- _TEXT BLOCK_
☆ ☆ ☆ ☆

Nearly a Quarter of Cancers Undetected until Emergency Admission

November 17, 2010

Posted by:Suzanne Trask

Figures show 'alarmingly high' number of patients only diagnosed with cancer when admitted to hospital in emergency. Nearly a quarter of all cancer cases in England went undetected until patients were admitted to hospital in an emergency, according to a study.

Figures from the National Cancer Intelligence Network research were worse for sufferers of acute leukaemia and brain cancer. More than half were discovered at a critical stage.

Pensioners and those under 25 were most likely to be diagnosed with cancer during emergency procedures, while those on low incomes were more likely to suffer from late detection than those who were well off.

The study by NCIN found that people whose cancer was detected at an emergency stage were more likely to be die within a year than those whose illness was discovered earlier. It was compiled by examining all patients diagnosed with cancer in England in 2007 and examining at what stage it was diagnosed.

The NCIN, an initiative working to improve standards of care, found a huge disparity between different cancer types, with only 3% of skin cancer cases going undetected until an emergency stage, compared with 58% of brain cancers.

Breast cancer was the most common cancer type, representing 13% of the 225,965 diagnoses made in 2007. The number of cancer diagnoses being made on the basis of emergency presentations was described by Cancer Research UK as "alarmingly high". This statistic may help to explain why we have lower survival rates than other countries in Europe.

☆ ☆ ☆ ☆

- _DATASET_
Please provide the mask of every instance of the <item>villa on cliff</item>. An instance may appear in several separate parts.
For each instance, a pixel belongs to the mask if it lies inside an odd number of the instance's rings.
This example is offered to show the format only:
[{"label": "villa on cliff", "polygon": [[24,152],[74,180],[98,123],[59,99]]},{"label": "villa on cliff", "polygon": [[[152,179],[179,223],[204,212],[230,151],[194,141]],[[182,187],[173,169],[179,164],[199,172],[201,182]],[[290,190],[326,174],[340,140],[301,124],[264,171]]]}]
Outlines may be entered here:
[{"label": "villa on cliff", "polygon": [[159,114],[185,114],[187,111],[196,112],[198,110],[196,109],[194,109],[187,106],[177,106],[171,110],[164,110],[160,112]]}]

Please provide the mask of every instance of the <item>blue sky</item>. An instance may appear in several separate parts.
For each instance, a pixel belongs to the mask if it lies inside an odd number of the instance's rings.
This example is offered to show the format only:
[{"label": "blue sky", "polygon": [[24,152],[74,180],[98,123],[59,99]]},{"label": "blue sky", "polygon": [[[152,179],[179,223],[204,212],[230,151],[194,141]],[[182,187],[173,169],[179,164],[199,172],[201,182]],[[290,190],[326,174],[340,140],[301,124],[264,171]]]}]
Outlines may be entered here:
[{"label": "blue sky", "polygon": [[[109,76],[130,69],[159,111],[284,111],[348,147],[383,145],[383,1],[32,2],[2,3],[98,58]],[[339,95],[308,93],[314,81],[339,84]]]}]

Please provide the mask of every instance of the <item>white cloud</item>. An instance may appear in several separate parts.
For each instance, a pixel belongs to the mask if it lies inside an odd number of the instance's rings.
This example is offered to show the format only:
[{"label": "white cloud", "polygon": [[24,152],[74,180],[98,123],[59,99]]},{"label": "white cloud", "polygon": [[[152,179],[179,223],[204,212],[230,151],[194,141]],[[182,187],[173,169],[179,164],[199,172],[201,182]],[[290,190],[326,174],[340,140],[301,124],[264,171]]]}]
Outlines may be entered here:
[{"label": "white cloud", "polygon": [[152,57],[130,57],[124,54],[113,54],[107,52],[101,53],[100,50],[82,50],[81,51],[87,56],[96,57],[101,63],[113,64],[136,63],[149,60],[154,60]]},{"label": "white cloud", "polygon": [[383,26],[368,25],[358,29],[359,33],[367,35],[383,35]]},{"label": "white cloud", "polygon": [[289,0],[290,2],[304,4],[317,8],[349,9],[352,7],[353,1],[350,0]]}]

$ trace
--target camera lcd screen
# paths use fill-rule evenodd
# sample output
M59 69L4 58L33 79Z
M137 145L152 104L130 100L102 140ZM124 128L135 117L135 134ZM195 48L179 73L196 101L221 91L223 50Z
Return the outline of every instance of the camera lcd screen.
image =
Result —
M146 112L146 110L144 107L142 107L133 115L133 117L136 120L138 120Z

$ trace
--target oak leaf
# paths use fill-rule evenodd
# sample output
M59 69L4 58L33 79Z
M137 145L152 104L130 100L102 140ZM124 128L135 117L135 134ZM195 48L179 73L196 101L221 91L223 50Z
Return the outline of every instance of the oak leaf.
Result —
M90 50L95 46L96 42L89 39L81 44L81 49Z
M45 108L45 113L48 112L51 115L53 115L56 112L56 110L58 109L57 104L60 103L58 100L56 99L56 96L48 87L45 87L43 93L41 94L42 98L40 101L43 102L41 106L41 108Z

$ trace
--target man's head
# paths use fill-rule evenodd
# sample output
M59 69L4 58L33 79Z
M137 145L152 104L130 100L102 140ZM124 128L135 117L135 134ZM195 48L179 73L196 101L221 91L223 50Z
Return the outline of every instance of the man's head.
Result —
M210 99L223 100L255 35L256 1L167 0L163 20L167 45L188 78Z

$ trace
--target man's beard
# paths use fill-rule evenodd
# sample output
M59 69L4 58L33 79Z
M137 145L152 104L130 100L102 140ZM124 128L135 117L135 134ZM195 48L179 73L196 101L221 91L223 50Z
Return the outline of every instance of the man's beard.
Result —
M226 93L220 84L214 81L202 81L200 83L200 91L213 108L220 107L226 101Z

☆ ☆ ☆ ☆

- _REQUIRED WORK_
Please check each statement against the article on cancers undetected until emergency admission. Answer yes or no for each, quoting the words in the article that decide it.
(a) The study looked at all patients diagnosed with cancer in England in 2007.
(b) Skin cancer had the largest share of cases going undetected until an emergency stage.
(c) People on low incomes were less likely to suffer from late detection than those who were well off.

- _THE COMPLETED TASK_
(a) Yes: "It was compiled by examining all patients diagnosed with cancer in England in 2007"
(b) No: "only 3% of skin cancer cases going undetected until an emergency stage, compared with 58% of brain cancers"
(c) No: "those on low incomes were more likely to suffer from late detection than those who were well off"